Kamis, 12 Desember 2013

Gadis Pantai
Kulitnya yang langsat, hidung yang seadanya, tubuh mungil cukup mampu memikat hati seorang bendoro kota yang merupakan seorang kaya raya dan priyayi, seorang jawa yang bekerja pada (admiinistrasi) Belanda. Terkenal memang bayak bergonta ganti istri.
Kehidupannya mulai berganti dunia. Kehidupan yang dulunya saban hari ia menumbuk udang untuk dijadikannya trasi dan dijualnya untuk memperoleh jagung sebagai makanannya saban hari, membantu bapaknya melepaskan jaring yang tersangkut saat menjala ikan.
Semua mulai berubah saat ia diantarkan oleh kedua orang tuanya dan ketua RT setempat kekota dengan menggunakan dokarr sederhana menuju rumah sang bendoro. Umurnya yang masih 14 tahun, membawanya pada takdir, dia diambil sebagai gundik pembesar tersebut dan menjadi Mas Nganten : perempuan yang melayani “kebutuhan” seks pembesar sampai kemudian pembesar memutuskan untuk menikah dengan perempuan yang sekelas atau sederajat dengannya, ia dinikahkan dengan sebuah keris yang membawanya pada kehidupan, pengabdian pada bendoronya. Suaminya sendiri. Ya, di nikahkan dengan sebuah keris, hal tersebut memang suatu tradisi pernikahan yang apabila sang pengantin tidak datang sendiri dan keris di jadikan perwakilannya.

[Item Tersimpan]
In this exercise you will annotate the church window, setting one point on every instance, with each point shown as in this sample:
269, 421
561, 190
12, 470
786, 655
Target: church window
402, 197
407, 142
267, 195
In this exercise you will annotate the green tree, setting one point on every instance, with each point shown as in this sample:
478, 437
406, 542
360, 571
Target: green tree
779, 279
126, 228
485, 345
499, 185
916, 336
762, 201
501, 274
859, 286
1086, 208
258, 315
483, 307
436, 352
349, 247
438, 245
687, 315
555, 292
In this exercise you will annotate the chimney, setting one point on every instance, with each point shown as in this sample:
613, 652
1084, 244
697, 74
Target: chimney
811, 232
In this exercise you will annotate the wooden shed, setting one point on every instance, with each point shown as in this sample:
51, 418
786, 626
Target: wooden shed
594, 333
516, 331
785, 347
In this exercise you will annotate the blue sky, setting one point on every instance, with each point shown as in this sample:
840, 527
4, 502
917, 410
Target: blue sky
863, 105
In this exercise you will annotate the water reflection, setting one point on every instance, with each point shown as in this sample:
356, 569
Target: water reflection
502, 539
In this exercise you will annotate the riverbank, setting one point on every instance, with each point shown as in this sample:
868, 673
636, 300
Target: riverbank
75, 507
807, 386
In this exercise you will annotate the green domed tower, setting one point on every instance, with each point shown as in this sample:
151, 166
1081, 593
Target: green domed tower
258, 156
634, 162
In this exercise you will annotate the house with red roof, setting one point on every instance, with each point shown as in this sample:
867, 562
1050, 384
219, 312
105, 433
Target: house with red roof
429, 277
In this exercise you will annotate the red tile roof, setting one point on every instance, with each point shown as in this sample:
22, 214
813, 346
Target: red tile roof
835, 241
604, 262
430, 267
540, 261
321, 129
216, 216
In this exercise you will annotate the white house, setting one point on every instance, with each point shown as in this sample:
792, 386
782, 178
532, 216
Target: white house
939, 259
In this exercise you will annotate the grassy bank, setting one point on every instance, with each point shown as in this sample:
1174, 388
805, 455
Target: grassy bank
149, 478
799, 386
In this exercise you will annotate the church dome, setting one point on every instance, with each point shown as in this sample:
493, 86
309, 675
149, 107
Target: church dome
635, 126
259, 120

Tugas A ▸ Sebutkan semua ciri fisik gadis itu yang disebut dalam kutipan tentang Gadis Pantai.
Tugas B ▸ Tolong salin bagian kutipan tentang Gadis Pantai dari "Gadis Pantai" sampai "saat menjala ikan.".
Tugas C ▸ Menurut kutipan tentang Gadis Pantai, berapa umur gadis itu ketika ia diambil sebagai gundik sang pembesar?

Jawaban A ▸ Kulitnya yang langsat, hidung yang seadanya, dan tubuh mungil.

Jawaban B ▸
Gadis Pantai
Kulitnya yang langsat, hidung yang seadanya, tubuh mungil cukup mampu memikat hati seorang bendoro kota yang merupakan seorang kaya raya dan priyayi, seorang jawa yang bekerja pada (admiinistrasi) Belanda. Terkenal memang bayak bergonta ganti istri.
Kehidupannya mulai berganti dunia. Kehidupan yang dulunya saban hari ia menumbuk udang untuk dijadikannya trasi dan dijualnya untuk memperoleh jagung sebagai makanannya saban hari, membantu bapaknya melepaskan jaring yang tersangkut saat menjala ikan.

Jawaban C ▸ 14 tahun.